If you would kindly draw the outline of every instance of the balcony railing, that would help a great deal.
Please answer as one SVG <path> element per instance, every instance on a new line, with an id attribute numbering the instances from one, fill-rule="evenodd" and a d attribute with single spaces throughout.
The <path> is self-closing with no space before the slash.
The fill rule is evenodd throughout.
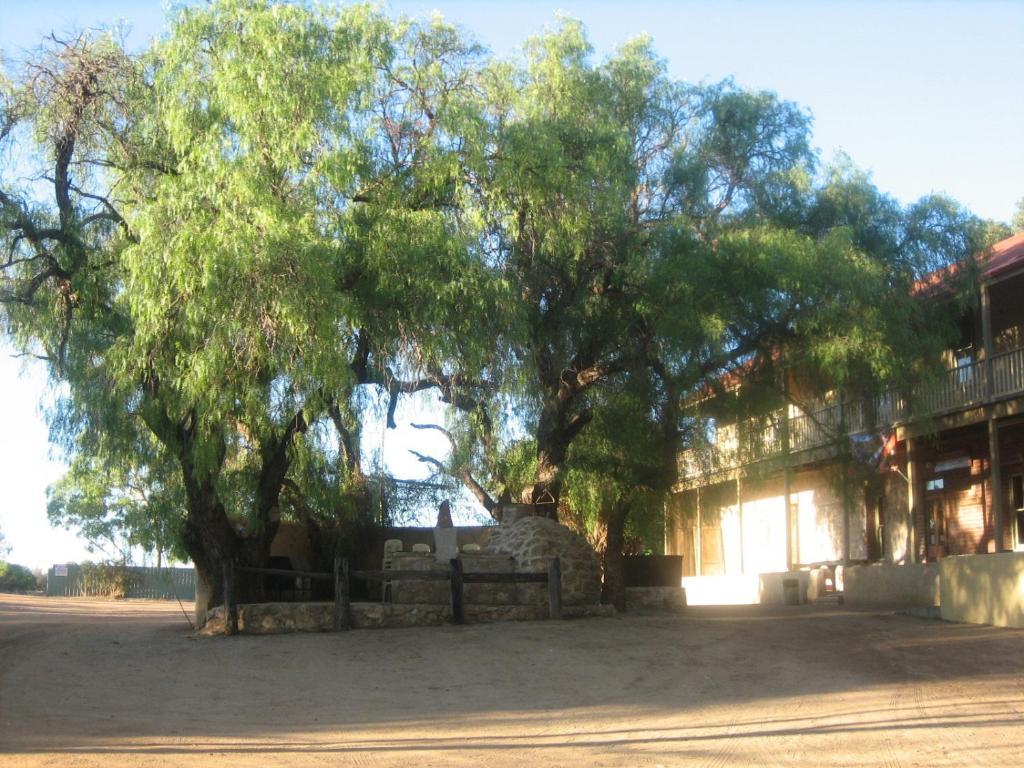
<path id="1" fill-rule="evenodd" d="M 992 355 L 989 376 L 993 397 L 1006 397 L 1024 389 L 1024 347 Z"/>
<path id="2" fill-rule="evenodd" d="M 900 422 L 941 416 L 1024 394 L 1024 347 L 951 368 L 909 400 L 889 390 L 874 400 L 827 405 L 790 416 L 790 453 L 822 448 L 848 435 L 876 432 Z M 679 471 L 693 478 L 735 469 L 785 451 L 781 412 L 723 427 L 712 445 L 683 451 Z"/>

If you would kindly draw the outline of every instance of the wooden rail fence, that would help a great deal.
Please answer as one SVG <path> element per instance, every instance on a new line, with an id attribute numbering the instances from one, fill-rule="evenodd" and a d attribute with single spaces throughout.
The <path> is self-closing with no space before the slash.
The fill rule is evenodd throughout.
<path id="1" fill-rule="evenodd" d="M 285 576 L 288 578 L 306 578 L 313 581 L 330 581 L 334 585 L 334 621 L 335 631 L 352 627 L 352 602 L 350 585 L 352 579 L 367 581 L 447 581 L 451 599 L 452 623 L 466 622 L 465 601 L 463 598 L 466 584 L 547 584 L 548 616 L 558 619 L 562 616 L 562 566 L 556 557 L 551 561 L 547 571 L 527 573 L 466 573 L 462 561 L 453 558 L 445 571 L 409 571 L 409 570 L 350 570 L 348 558 L 334 559 L 333 573 L 319 571 L 292 571 L 284 568 L 249 568 L 239 566 L 239 573 L 257 576 Z M 224 616 L 225 632 L 229 635 L 238 633 L 238 592 L 236 567 L 231 562 L 224 564 Z"/>

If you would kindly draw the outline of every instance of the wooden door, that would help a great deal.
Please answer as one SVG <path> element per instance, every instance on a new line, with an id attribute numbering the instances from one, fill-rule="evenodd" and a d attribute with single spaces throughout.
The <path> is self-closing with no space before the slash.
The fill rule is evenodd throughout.
<path id="1" fill-rule="evenodd" d="M 946 554 L 946 496 L 937 493 L 929 496 L 925 507 L 925 558 L 935 562 Z"/>
<path id="2" fill-rule="evenodd" d="M 703 526 L 700 531 L 701 576 L 721 576 L 725 573 L 724 547 L 720 526 Z"/>
<path id="3" fill-rule="evenodd" d="M 881 560 L 885 556 L 885 504 L 882 496 L 867 496 L 868 560 Z"/>

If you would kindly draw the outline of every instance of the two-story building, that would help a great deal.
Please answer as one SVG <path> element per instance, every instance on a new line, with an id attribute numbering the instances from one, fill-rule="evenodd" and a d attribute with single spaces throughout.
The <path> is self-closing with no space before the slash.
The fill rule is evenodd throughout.
<path id="1" fill-rule="evenodd" d="M 789 398 L 680 456 L 665 551 L 695 593 L 700 577 L 1024 550 L 1024 233 L 979 266 L 978 309 L 938 381 L 870 402 Z"/>

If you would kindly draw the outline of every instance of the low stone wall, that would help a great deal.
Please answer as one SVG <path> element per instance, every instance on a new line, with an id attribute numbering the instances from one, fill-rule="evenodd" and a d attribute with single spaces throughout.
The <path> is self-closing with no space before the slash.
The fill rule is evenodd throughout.
<path id="1" fill-rule="evenodd" d="M 1024 552 L 954 555 L 938 569 L 943 619 L 1024 628 Z"/>
<path id="2" fill-rule="evenodd" d="M 513 573 L 516 569 L 515 560 L 508 555 L 492 555 L 486 552 L 463 552 L 463 573 Z M 447 584 L 445 587 L 447 588 Z M 466 605 L 543 605 L 547 607 L 547 592 L 543 601 L 534 600 L 525 603 L 519 599 L 516 584 L 466 584 L 462 598 Z"/>
<path id="3" fill-rule="evenodd" d="M 396 571 L 433 571 L 448 573 L 451 566 L 440 563 L 430 553 L 396 552 Z M 392 581 L 391 602 L 408 605 L 444 605 L 450 598 L 447 581 Z"/>
<path id="4" fill-rule="evenodd" d="M 626 607 L 681 611 L 686 607 L 686 590 L 682 587 L 626 587 Z"/>
<path id="5" fill-rule="evenodd" d="M 394 605 L 352 603 L 352 625 L 372 627 L 424 627 L 451 620 L 446 605 Z M 248 635 L 280 632 L 326 632 L 334 626 L 334 603 L 246 603 L 238 606 L 238 631 Z M 207 614 L 205 634 L 224 632 L 224 608 Z"/>
<path id="6" fill-rule="evenodd" d="M 848 605 L 928 608 L 939 604 L 936 563 L 853 565 L 845 569 L 843 580 Z"/>
<path id="7" fill-rule="evenodd" d="M 463 573 L 513 573 L 515 561 L 508 555 L 487 552 L 463 552 L 459 555 Z M 395 556 L 395 570 L 433 571 L 448 573 L 451 566 L 434 558 L 433 554 L 399 552 Z M 532 585 L 518 585 L 532 586 Z M 466 584 L 463 600 L 467 605 L 543 605 L 547 606 L 547 587 L 520 594 L 516 584 Z M 391 602 L 410 605 L 444 604 L 449 601 L 448 581 L 393 581 Z"/>
<path id="8" fill-rule="evenodd" d="M 400 605 L 396 603 L 352 603 L 352 625 L 356 629 L 384 627 L 429 627 L 451 622 L 447 605 Z M 614 616 L 610 605 L 569 606 L 563 618 Z M 546 619 L 547 608 L 539 605 L 467 605 L 466 621 L 535 621 Z M 334 626 L 334 603 L 247 603 L 238 606 L 238 631 L 249 635 L 283 632 L 326 632 Z M 202 634 L 224 633 L 224 609 L 209 611 Z"/>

• • • •

_What to do:_
Whenever you reach a picture, pass over it; print all the other material exactly.

_Exercise response:_
If you would kindly draw the outline of every instance of the balcony railing, that would help a great deal.
Please answer as one SVG <path> element per instance, every instance on a new line, with an id attribute numbering the instances from one, fill-rule="evenodd" and a d attribute with single spaces throughout.
The <path> is self-closing with no space before the slash.
The fill rule is evenodd throughout.
<path id="1" fill-rule="evenodd" d="M 992 355 L 989 376 L 993 397 L 1006 397 L 1024 389 L 1024 347 Z"/>
<path id="2" fill-rule="evenodd" d="M 900 422 L 941 416 L 1024 394 L 1024 347 L 951 368 L 909 400 L 889 390 L 874 400 L 827 405 L 790 416 L 790 453 L 822 448 L 848 435 L 876 432 Z M 679 471 L 693 478 L 735 469 L 785 451 L 781 412 L 723 427 L 712 445 L 683 451 Z"/>

If you would kindly draw the outline of every instance of the wooden rail fence, that would help a great deal.
Please answer as one SVG <path> element per instance, every instance on a new line, with an id attribute numbering the instances from one, fill-rule="evenodd" and a d attribute with single spaces throughout.
The <path> is self-closing with no space before the slash.
The fill rule is evenodd throughout.
<path id="1" fill-rule="evenodd" d="M 285 576 L 288 578 L 306 578 L 313 581 L 330 581 L 334 585 L 334 621 L 335 631 L 352 627 L 352 602 L 350 585 L 352 579 L 367 581 L 447 581 L 451 599 L 452 623 L 466 622 L 465 601 L 463 598 L 466 584 L 547 584 L 548 616 L 558 619 L 562 616 L 562 566 L 556 557 L 551 561 L 547 571 L 527 573 L 466 573 L 462 561 L 453 558 L 445 571 L 409 571 L 409 570 L 350 570 L 348 558 L 334 559 L 333 573 L 319 571 L 292 571 L 284 568 L 249 568 L 239 566 L 239 573 L 257 576 Z M 224 616 L 225 632 L 229 635 L 238 633 L 238 592 L 236 567 L 231 562 L 224 564 Z"/>

If you would kindly draw the outline of every instance of the wooden door, that would help a great deal.
Please answer as one SVG <path> element per instance, every instance on a new line, with an id attribute numbering the instances from one, fill-rule="evenodd" and a d attribute with single spaces throughout.
The <path> is self-closing with no space before the slash.
The fill rule is evenodd throughout.
<path id="1" fill-rule="evenodd" d="M 946 554 L 946 496 L 937 493 L 929 496 L 925 507 L 925 558 L 935 562 Z"/>
<path id="2" fill-rule="evenodd" d="M 703 526 L 700 531 L 701 576 L 721 576 L 725 573 L 724 547 L 720 526 Z"/>
<path id="3" fill-rule="evenodd" d="M 881 560 L 885 556 L 885 504 L 882 496 L 867 496 L 868 560 Z"/>

If you would kindly draw the outline of every instance of the two-story building, that would help a great deal.
Please answer as one SVG <path> element per instance, every instance on a new line, with an id attribute numbering the instances from one, fill-rule="evenodd" and a d attribute with single spaces throughout.
The <path> is self-closing with no space before the slash.
The fill rule is evenodd throughout.
<path id="1" fill-rule="evenodd" d="M 789 398 L 680 456 L 665 551 L 695 593 L 700 577 L 1024 550 L 1024 233 L 979 266 L 978 309 L 938 381 L 870 402 Z"/>

If you would kindly draw the outline of every instance of the low stone wall, that would help a great deal.
Please answer as one SVG <path> element per instance, every instance on a new line, with an id attribute numbering the instances from one, fill-rule="evenodd" and a d attribute with single spaces throughout.
The <path> is self-closing with no space before the slash.
The fill rule is evenodd throughout.
<path id="1" fill-rule="evenodd" d="M 1024 552 L 954 555 L 938 569 L 943 619 L 1024 628 Z"/>
<path id="2" fill-rule="evenodd" d="M 513 573 L 516 569 L 515 560 L 508 555 L 492 555 L 486 552 L 463 552 L 463 573 Z M 447 584 L 445 587 L 447 588 Z M 466 605 L 543 605 L 547 607 L 547 592 L 543 601 L 534 600 L 525 603 L 519 599 L 516 584 L 466 584 L 462 598 Z"/>
<path id="3" fill-rule="evenodd" d="M 396 571 L 433 571 L 448 573 L 451 566 L 440 563 L 430 553 L 396 552 Z M 392 581 L 391 602 L 408 605 L 444 605 L 450 598 L 447 581 Z"/>
<path id="4" fill-rule="evenodd" d="M 626 607 L 681 611 L 686 607 L 686 590 L 682 587 L 626 587 Z"/>
<path id="5" fill-rule="evenodd" d="M 394 605 L 352 603 L 352 625 L 372 627 L 424 627 L 451 620 L 446 605 Z M 248 635 L 280 632 L 326 632 L 334 626 L 334 603 L 246 603 L 238 606 L 238 631 Z M 207 614 L 205 634 L 224 632 L 224 608 Z"/>
<path id="6" fill-rule="evenodd" d="M 848 605 L 928 608 L 939 604 L 936 563 L 853 565 L 845 569 L 843 580 Z"/>
<path id="7" fill-rule="evenodd" d="M 463 573 L 513 573 L 515 561 L 508 555 L 487 552 L 463 552 L 459 555 Z M 395 556 L 395 570 L 433 571 L 448 573 L 451 566 L 434 558 L 433 554 L 399 552 Z M 532 585 L 518 585 L 532 586 Z M 466 584 L 463 600 L 467 605 L 543 605 L 547 606 L 547 587 L 520 594 L 516 584 Z M 391 602 L 410 605 L 444 604 L 449 601 L 448 581 L 393 581 Z"/>
<path id="8" fill-rule="evenodd" d="M 400 605 L 396 603 L 352 603 L 352 625 L 356 629 L 384 627 L 429 627 L 451 622 L 447 605 Z M 614 616 L 610 605 L 569 606 L 563 618 Z M 546 619 L 547 608 L 539 605 L 467 605 L 466 621 L 535 621 Z M 334 626 L 334 603 L 247 603 L 238 606 L 238 631 L 249 635 L 283 632 L 326 632 Z M 202 634 L 224 633 L 224 609 L 209 611 Z"/>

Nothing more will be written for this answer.